-- start --

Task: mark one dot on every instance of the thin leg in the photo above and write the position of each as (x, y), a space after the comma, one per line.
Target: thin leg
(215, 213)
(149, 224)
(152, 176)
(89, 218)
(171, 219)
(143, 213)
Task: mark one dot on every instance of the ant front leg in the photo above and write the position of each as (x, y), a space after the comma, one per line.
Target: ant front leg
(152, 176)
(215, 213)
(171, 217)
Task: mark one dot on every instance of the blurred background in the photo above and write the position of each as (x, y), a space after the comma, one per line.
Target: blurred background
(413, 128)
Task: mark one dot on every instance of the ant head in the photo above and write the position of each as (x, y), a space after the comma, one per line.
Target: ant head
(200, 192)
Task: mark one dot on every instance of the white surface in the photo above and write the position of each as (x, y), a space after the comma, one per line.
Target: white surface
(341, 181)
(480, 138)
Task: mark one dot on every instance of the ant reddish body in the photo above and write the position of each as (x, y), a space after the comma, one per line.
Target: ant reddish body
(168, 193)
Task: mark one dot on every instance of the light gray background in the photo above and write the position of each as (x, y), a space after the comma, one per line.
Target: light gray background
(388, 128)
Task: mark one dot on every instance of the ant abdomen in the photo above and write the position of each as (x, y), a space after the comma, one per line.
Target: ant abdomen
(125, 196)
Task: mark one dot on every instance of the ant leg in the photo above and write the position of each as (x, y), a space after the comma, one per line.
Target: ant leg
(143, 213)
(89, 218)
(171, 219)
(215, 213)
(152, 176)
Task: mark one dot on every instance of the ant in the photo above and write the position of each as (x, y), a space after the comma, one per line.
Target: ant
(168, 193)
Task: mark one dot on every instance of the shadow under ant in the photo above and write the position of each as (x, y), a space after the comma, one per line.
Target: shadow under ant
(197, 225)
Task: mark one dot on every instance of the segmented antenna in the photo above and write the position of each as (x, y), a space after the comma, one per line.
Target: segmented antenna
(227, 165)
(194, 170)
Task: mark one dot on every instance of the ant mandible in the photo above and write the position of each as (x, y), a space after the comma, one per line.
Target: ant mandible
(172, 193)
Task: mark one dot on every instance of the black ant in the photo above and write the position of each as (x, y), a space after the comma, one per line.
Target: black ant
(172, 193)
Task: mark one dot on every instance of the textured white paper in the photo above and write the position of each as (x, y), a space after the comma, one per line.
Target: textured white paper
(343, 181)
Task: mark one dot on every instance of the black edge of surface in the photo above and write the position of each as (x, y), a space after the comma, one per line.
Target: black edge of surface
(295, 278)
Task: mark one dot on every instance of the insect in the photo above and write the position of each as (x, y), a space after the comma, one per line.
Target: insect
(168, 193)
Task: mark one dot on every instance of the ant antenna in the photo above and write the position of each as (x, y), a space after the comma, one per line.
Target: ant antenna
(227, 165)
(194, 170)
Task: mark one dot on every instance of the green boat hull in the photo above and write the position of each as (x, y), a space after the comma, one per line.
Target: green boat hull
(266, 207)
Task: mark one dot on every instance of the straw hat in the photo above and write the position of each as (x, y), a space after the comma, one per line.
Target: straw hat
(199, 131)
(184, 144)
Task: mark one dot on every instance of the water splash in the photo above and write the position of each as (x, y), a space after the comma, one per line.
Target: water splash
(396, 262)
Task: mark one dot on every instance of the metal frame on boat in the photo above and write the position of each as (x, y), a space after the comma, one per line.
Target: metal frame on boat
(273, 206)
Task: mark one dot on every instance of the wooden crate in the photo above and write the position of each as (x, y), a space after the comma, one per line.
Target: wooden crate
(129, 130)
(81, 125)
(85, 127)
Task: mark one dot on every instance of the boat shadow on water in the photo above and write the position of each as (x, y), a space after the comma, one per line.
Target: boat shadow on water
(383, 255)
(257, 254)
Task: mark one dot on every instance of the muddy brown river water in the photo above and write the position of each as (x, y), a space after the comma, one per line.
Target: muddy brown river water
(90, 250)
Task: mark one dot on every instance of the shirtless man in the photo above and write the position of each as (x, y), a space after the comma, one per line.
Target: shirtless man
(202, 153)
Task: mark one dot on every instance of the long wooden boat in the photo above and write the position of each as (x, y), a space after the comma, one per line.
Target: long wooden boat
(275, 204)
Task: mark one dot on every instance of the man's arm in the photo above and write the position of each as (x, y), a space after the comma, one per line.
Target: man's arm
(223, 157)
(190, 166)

-- end --

▸ **WORK TO DO**: Can you recast every line of the entries above as a numbered list, leaving out any blank lines?

▸ **ANSWER TO THE TASK**:
1. Task: mark one dot on every instance of the thin leg in the photo above and write the position of each as (x, y), a space after the comma, one per line.
2. Target: thin leg
3. (215, 213)
4. (149, 224)
5. (152, 176)
6. (89, 218)
7. (171, 219)
8. (143, 213)
9. Task: mark one dot on every instance of the ant front leg in the photo above and write the position of each as (x, y), a space after the comma, one per line.
10. Target: ant front leg
11. (152, 176)
12. (215, 213)
13. (171, 217)
14. Task: mark one dot on every instance of the blurred background in the photo above and write the position of each as (x, y), a space after the comma, one per line.
15. Target: blurred background
16. (413, 128)
17. Task: mark one dot on every instance of the ant head in the photo above and write the position of each as (x, y), a space after the comma, one per line.
18. Target: ant head
19. (200, 192)
20. Task: mark one dot on every instance of the white surface in the photo above and write the position of each as (x, y), a space after the comma, one per line.
21. Target: white surface
22. (341, 181)
23. (480, 138)
24. Task: mark one dot on every instance of the ant reddish body in the photo above and write the position of each as (x, y), a space after the comma, one per line.
25. Target: ant reddish body
26. (168, 193)
27. Task: mark one dot on every instance of the light gray background in the photo above and write the position of each as (x, y), a space after the comma, one per line.
28. Target: light gray background
29. (388, 128)
30. Task: mark one dot on every instance of the ant abdomen in the photo above and write the position of each as (x, y), a space after the comma, one per line.
31. Target: ant abdomen
32. (125, 196)
33. Task: mark one dot on every instance of the ant leg in the photo above and write the position of each as (x, y), a space after the comma, one per line.
34. Target: ant leg
35. (143, 213)
36. (89, 218)
37. (171, 219)
38. (215, 213)
39. (152, 176)
40. Task: mark one dot on every instance of the ant in the photo above and write the position of each as (x, y), a space after the comma, one per line.
41. Target: ant
42. (168, 193)
43. Task: mark one dot on every instance of the shadow under ant in the photo above and write the position of each as (x, y), a space after the comma, one per line.
44. Target: shadow under ant
45. (197, 225)
46. Task: mark one dot on every instance of the segmented antenna in the photo above and write the position of each as (x, y), a space after the comma, one per line.
47. Target: segmented antenna
48. (227, 165)
49. (194, 170)
50. Task: mark one dot on every instance of the ant mandible in the photo above and write the position of each as (x, y), a space after the comma, one per line.
51. Target: ant mandible
52. (172, 193)
53. Task: mark one dot on every instance of the black ant in the photo above and write the position of each as (x, y), a space after the comma, one per line.
54. Target: black ant
55. (172, 193)
56. Task: mark one dot on every instance of the textured white paper in the photo above and write the position of each as (x, y), a space after the comma, one per line.
57. Target: textured white paper
58. (343, 181)
59. Task: mark one dot on every instance of the black edge of surface in the photo above and write the position of each as (x, y), a space after the comma, one per line.
60. Target: black edge of surface
61. (295, 278)
62. Task: mark one dot on every instance of the insect in the photo above and write the position of each as (x, y), a space after the comma, one per line.
63. Target: insect
64. (168, 193)
65. Task: mark one dot on every instance of the ant antenna in the photo above and write the position of each as (x, y), a space after the comma, one per line.
66. Target: ant antenna
67. (227, 165)
68. (194, 170)
69. Task: mark one dot on every instance of the green boat hull in the photo above and write the position of each as (x, y), a space after the comma, one per line.
70. Target: green boat hull
71. (266, 207)
72. Task: mark one dot on every instance of the straw hat in the photo above and write the position of each as (x, y), a space after the comma, one per line.
73. Target: straw hat
74. (199, 131)
75. (184, 144)
76. Task: mark one dot on every instance of the water splash in the photo above and write the position of each as (x, y), a space after the comma, one per line.
77. Target: water splash
78. (396, 262)
79. Task: mark one dot on every instance of the metal frame on boat in the photo above and write the position of each as (x, y), a space after the comma, one per line.
80. Target: metal frame on boat
81. (273, 206)
82. Task: mark one dot on every instance of the wooden crate in the photo above and write the position of each as (x, y), a space after the comma, one per line.
83. Target: wooden crate
84. (129, 130)
85. (81, 125)
86. (85, 127)
87. Task: mark one dot on every instance of the boat shadow on water in the photo above and write the position of each as (x, y), a space after the comma, one per line.
88. Target: boat shadow on water
89. (383, 255)
90. (257, 254)
91. Task: mark one dot on every instance of the muddy brown river water in the photo above and write the position of each as (x, y), a space after the comma, one per line.
92. Target: muddy brown river water
93. (90, 250)
94. Task: mark one dot on every instance of the shirtless man in the photo above and write the position of each as (x, y), a space after the comma, one per line.
95. Target: shirtless man
96. (202, 153)
97. Task: mark one dot on every instance of the long wooden boat in the photo above and write the position of each as (x, y), a space after the comma, one per line.
98. Target: long wooden boat
99. (275, 204)
100. Task: mark one dot on every instance of the man's arm in the photo above and write the position of each as (x, y), a space after the comma, one per line.
101. Target: man's arm
102. (223, 157)
103. (190, 166)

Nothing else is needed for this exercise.